Set exercise:
Please put the entries below into a JSON list of strings, one string per line with blank lines left out. Begin at the very first line and stop after the line that contains "column 146, row 258".

Records for the exercise:
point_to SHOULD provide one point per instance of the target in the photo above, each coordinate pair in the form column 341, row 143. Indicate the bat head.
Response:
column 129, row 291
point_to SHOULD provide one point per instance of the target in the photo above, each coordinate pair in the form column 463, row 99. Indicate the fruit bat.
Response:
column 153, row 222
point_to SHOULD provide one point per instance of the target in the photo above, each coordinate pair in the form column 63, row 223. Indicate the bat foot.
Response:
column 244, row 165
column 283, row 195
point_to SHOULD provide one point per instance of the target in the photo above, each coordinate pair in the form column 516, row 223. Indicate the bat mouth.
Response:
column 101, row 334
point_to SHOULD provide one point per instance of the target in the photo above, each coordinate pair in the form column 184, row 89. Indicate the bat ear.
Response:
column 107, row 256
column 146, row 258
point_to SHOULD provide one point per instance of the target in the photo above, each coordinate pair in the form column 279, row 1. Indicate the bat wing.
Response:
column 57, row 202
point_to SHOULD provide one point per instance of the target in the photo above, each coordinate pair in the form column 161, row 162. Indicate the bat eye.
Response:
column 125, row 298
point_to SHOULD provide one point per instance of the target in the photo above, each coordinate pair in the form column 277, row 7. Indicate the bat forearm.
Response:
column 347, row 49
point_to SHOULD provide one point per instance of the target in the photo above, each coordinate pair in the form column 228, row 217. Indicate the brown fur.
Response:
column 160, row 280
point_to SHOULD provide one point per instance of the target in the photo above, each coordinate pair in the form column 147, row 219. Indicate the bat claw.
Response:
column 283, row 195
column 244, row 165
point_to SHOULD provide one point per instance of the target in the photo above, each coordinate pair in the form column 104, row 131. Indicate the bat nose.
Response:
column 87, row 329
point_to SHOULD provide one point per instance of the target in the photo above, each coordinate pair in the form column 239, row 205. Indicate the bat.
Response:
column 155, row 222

Exercise solution:
[
  "point_to SHOULD provide one point per instance of the target in the photo above, each coordinate pair in the form column 341, row 143. Indicate the bat head.",
  "Response:",
  "column 129, row 291",
  "point_to SHOULD provide one point per instance of the target in the photo above, each coordinate pair in the form column 463, row 99. Indicate the fruit bat.",
  "Response:",
  "column 153, row 222",
  "point_to SHOULD provide one point per instance of the target in the photo above, each coordinate pair in the form column 63, row 223. Indicate the bat foot.",
  "Response:",
  "column 244, row 165",
  "column 283, row 195",
  "point_to SHOULD provide one point per instance of the target in the photo above, each coordinate pair in the form column 516, row 223. Indicate the bat mouth.",
  "Response:",
  "column 101, row 334",
  "point_to SHOULD provide one point per instance of the target in the photo above, each coordinate pair in the form column 184, row 89. Indicate the bat ear.",
  "Response:",
  "column 107, row 256",
  "column 146, row 258"
]